» **Entries provided**
>>

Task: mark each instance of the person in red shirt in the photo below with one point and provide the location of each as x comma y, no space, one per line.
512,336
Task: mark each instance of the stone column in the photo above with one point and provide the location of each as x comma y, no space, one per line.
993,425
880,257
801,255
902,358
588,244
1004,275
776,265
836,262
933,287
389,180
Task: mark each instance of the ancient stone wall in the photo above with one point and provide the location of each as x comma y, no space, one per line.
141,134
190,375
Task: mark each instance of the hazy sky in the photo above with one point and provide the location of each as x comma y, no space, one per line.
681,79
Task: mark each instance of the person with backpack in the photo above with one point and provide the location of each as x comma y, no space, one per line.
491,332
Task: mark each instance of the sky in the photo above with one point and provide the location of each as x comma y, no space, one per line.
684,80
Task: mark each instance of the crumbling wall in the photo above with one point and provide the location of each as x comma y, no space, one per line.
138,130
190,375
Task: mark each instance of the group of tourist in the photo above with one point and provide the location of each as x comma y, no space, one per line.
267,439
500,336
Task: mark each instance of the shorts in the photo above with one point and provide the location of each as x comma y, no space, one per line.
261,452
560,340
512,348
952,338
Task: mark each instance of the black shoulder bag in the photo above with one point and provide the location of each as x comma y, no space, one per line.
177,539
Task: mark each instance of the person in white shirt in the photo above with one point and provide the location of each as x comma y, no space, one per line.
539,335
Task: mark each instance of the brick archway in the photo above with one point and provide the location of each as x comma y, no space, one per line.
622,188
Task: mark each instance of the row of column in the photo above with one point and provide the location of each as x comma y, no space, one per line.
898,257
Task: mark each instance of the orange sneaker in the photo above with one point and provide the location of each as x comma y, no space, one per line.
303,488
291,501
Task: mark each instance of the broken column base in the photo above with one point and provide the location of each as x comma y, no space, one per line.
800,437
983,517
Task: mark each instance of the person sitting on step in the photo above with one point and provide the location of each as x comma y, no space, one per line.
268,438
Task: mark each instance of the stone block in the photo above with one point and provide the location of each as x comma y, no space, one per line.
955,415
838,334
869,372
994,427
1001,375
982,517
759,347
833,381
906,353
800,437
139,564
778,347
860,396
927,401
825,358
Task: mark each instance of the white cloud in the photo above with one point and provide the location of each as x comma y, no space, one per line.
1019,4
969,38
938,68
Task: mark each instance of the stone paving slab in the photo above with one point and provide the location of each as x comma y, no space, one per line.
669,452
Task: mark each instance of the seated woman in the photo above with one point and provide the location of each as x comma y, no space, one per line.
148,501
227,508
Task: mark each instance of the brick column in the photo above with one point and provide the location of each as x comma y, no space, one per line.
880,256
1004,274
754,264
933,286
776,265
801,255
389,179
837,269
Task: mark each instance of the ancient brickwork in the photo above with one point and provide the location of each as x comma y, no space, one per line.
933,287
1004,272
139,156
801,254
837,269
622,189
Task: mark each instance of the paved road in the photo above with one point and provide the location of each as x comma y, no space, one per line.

<<

Write the data out in full, matching every line exactly.

Task: mark each instance of the person in red shirt in the photo below with one point and provide the location of each as x comma y, no space, one per line.
512,336
Task: mark each instance of the stone column in the photo above with one point and provide the location of each as x comma y, no space, one per line.
993,425
880,257
801,255
902,358
588,244
1004,275
776,265
836,262
933,287
389,180
Task: mark each instance of the ancient stone wall in the photo above with one point and provide the location of each as x comma y, no space, one per line.
141,134
190,375
Task: mark each instance of the hazy sky in the photo above with one point and provide the location of each as x comma y, no space, one per line.
681,79
Task: mark each instance of the person with backpack in the photo above with one point and provide the location of each as x comma y, no space, one per line.
491,332
Task: mark each instance of the sky in the photo above with one point and provide the location of each as x comma y, no space, one per line.
684,80
Task: mark each instance of the crumbling wall in the photo above with one point and provide the location of each as x comma y, no space, one per line.
138,130
190,375
Task: mark each instance of the group of tourist in the photo above with one point and provide the location of each as x comma y, no space, one per line.
267,439
500,336
Task: mark each instance of the shorts in the photo above with one point and provide the location of each as x comma y, no space, one per line.
261,452
560,340
512,348
952,338
Task: mark each instance of the black shoulder bag in the photo above with one point and provide the location of each as x comma y, no space, one per line.
177,539
Task: mark each instance of the person in white shirt in the photo above with one point and provide the location of each as x comma y, no space, one per line.
539,335
Task: mark each instance of the brick archway in the photo above with one point and provide the location of each as x comma y, no space, one per line.
622,188
Task: mark each instance of the row of column in the photo above with one point and provide the location of each as x comma y, no space, one per line.
898,257
Task: mark each instance of the orange sneaker in the photo above with one point and provide the location of each as x comma y, no space, one per line.
303,488
291,501
Task: mark each instance of the broken column base in the photo above with one point and provide the location of each as x comma y, no space, one per line.
800,437
983,517
Task: mark each instance of the person sitting on step in the photo above with one point and provide the location of each as x comma y, no space, one per line.
268,438
Task: mark each instance of the stone block in the photo above with one point and provide the location of each as x comma y, no space, one per line.
955,415
838,334
869,372
994,427
1001,375
982,517
759,347
833,381
906,353
800,437
139,564
778,347
860,396
927,401
825,358
Task: mark each instance of the white cloud in the photo above with one point and provide the location of each as x comma y, no space, one per line.
1019,4
969,38
938,68
Task: mark each instance of the stone paving slab in the photo above with one point and provide the location of each as x comma y, no space, one per line.
669,452
Task: mark each instance of the seated woman in the photo above with one point and provide the location of each as x comma y, no space, one per line.
148,501
227,508
Task: mark each instance of the brick column in the photo above with one point and provide the location of each as x comma y, no space, one per line.
880,256
1004,274
754,264
933,286
776,265
801,255
389,179
837,269
Task: mark each instance of the ancient brickwork in the photo above with one point and provide the location of each as x comma y, no space, one per line.
933,287
1004,272
139,156
801,254
837,269
622,189
Task: mark each instance of the paved road in the photo above with one point and provide the location of each as x comma y, no space, one per line.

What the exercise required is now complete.